§ What you are asked to do
Find every line below where the string "eyeglasses" shows up, and copy those lines.

§ Saved entries
▼▼▼
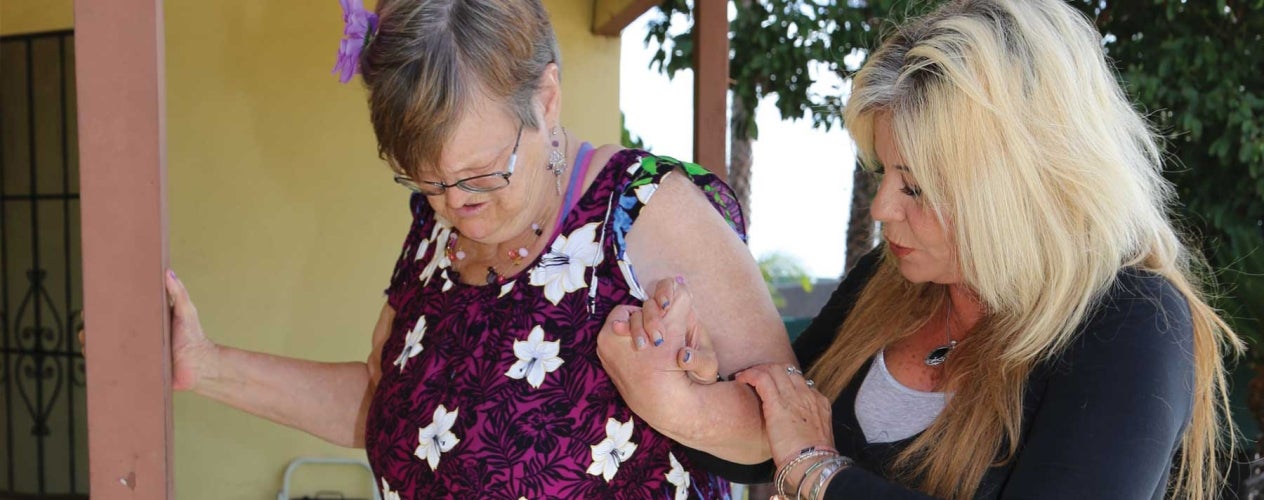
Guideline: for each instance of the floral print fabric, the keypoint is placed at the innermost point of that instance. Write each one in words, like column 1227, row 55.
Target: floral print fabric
column 496, row 392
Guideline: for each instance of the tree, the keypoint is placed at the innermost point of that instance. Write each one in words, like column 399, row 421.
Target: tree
column 1192, row 66
column 775, row 47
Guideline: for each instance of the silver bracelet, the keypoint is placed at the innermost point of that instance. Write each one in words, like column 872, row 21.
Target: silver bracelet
column 798, row 490
column 804, row 455
column 827, row 474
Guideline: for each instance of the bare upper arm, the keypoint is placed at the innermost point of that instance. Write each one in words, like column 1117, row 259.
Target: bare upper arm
column 681, row 234
column 381, row 332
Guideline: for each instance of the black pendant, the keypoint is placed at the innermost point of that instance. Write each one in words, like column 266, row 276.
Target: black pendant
column 939, row 354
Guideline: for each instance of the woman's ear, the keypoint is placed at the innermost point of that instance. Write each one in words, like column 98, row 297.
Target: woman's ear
column 549, row 94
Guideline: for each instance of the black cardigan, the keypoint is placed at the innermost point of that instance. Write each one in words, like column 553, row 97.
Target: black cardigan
column 1101, row 422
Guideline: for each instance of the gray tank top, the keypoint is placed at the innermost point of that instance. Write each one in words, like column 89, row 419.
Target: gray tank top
column 887, row 410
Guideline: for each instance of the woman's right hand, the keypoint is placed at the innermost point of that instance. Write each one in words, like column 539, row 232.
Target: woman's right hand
column 669, row 317
column 192, row 354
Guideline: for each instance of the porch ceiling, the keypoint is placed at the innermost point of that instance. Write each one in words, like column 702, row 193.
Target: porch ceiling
column 609, row 17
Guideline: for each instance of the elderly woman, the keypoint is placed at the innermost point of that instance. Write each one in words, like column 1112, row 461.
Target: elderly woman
column 1033, row 326
column 484, row 380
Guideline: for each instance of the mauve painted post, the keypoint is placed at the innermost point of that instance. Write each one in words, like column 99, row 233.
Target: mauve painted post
column 711, row 85
column 121, row 128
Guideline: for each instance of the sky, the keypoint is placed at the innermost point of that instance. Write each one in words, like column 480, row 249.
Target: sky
column 802, row 177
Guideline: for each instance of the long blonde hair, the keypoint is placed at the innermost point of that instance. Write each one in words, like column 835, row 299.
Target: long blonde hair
column 1015, row 128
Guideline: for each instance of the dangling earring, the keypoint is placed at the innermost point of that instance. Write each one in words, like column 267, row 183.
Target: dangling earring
column 558, row 158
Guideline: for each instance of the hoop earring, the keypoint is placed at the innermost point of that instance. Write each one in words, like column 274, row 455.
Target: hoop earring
column 558, row 157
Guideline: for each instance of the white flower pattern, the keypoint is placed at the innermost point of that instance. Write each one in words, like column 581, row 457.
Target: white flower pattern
column 436, row 241
column 679, row 477
column 616, row 448
column 386, row 491
column 437, row 437
column 536, row 357
column 412, row 344
column 561, row 270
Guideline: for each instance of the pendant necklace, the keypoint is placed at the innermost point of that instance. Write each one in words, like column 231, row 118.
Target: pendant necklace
column 516, row 256
column 938, row 355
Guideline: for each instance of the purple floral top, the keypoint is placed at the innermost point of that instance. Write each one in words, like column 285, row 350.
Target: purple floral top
column 496, row 392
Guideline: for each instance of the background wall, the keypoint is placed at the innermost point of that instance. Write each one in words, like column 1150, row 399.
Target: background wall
column 53, row 456
column 283, row 222
column 285, row 225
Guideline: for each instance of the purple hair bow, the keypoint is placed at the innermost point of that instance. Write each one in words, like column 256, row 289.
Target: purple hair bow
column 358, row 33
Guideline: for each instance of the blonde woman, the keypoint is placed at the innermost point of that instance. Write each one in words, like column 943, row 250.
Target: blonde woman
column 1033, row 326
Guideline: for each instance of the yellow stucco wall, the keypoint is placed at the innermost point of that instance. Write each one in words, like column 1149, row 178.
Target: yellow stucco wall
column 283, row 222
column 19, row 17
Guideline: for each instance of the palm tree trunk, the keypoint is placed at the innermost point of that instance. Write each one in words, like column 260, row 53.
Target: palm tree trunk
column 860, row 227
column 740, row 159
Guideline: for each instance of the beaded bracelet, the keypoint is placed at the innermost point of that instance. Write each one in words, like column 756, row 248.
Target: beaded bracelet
column 827, row 474
column 798, row 490
column 803, row 455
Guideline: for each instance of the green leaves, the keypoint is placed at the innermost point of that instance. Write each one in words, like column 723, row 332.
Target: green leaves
column 1193, row 66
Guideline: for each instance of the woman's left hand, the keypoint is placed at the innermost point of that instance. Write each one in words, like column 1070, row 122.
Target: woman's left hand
column 795, row 414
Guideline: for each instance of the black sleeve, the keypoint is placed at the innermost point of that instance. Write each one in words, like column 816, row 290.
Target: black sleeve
column 1118, row 402
column 1112, row 412
column 809, row 345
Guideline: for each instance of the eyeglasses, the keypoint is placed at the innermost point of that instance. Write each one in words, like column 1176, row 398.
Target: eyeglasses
▲▲▲
§ Written solution
Guideline: for each instance of the eyeglasses, the keypoint is placed at the innermost point of that instance. Write each one in words, like column 1176, row 398.
Target: eyeglasses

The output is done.